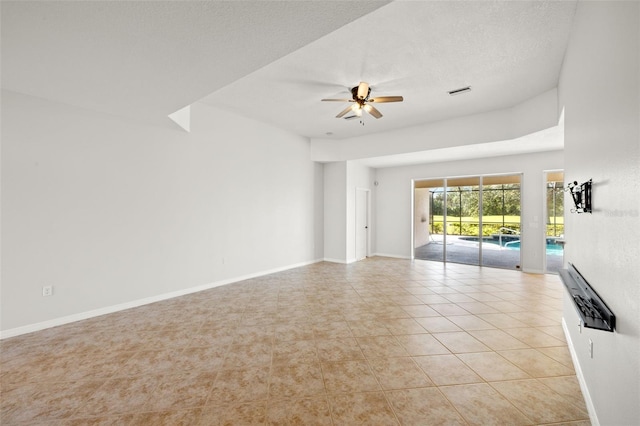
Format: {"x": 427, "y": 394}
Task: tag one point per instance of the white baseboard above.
{"x": 532, "y": 271}
{"x": 329, "y": 259}
{"x": 5, "y": 334}
{"x": 583, "y": 385}
{"x": 395, "y": 256}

▶ **WHAT THIS TASK INVOLVES**: Please copy the data above character for character, skipping any pictures.

▶ **OUTPUT BELOW**:
Format: {"x": 427, "y": 394}
Task: tag one point per instance of the white baseboard above.
{"x": 532, "y": 271}
{"x": 329, "y": 259}
{"x": 5, "y": 334}
{"x": 583, "y": 385}
{"x": 395, "y": 256}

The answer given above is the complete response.